§ Required work: Copy the Dave Carlucci biography from "David Mario Carlucci" to "League Baseball (MLB).", replacing "Westfield State College" with "Westfield State University".

§ Text section:
________

- Bullpen coach
- Born: May 1, 1963 (age 62) Milford, Massachusetts, U.S.
- Bats: RightThrows: Right

Teams
- As coach Boston Red Sox (1996);

= Dave Carlucci =

American baseball player and coach

David Mario Carlucci (born May 1, 1963) is an American former professional baseball player and coach. As a player, he was listed at 6 ft 1 in and 190 lb; he threw and batted right-handed. A graduate of Westfield State College, he spent part of 1996 as bullpen coach of the Boston Red Sox of Major League Baseball (MLB).

==Biography==
A catcher and outfielder, Carlucci was selected in the fourth round of the 1984 MLB draft by the Los Angeles Dodgers. In his first professional season, with the 1984 Great Falls Dodgers of the Rookie-level Pioneer League, Carlucci appeared in 63 games, compiling a .316 batting average with six home runs and 40 runs batted in. He was named the Dodgers' minor-league player of the month for August 1984. However, his playing career stalled at the Class A level, where he played for the Bakersfield Dodgers in 1985 and 1986. Carlucci did not play in Minor League Baseball after 1986.

________

§ Source data:
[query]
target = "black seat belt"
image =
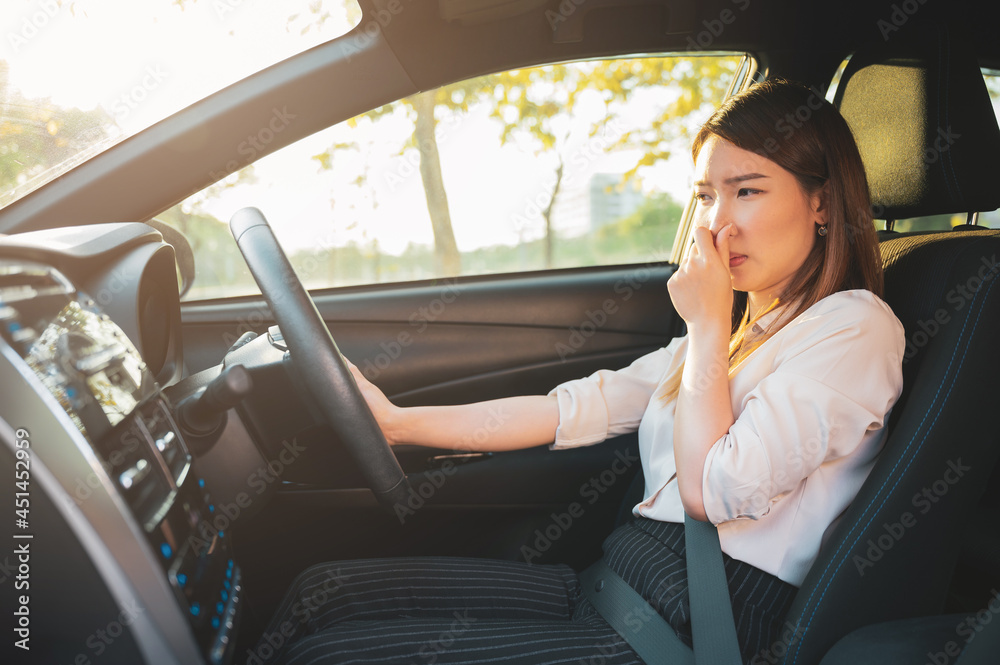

________

§ Response below:
David Mario Carlucci (born May 1, 1963) is an American former professional baseball player and coach. As a player, he was listed at 6 ft 1 in and 190 lb; he threw and batted right-handed. A graduate of Westfield State University, he spent part of 1996 as bullpen coach of the Boston Red Sox of Major League Baseball (MLB).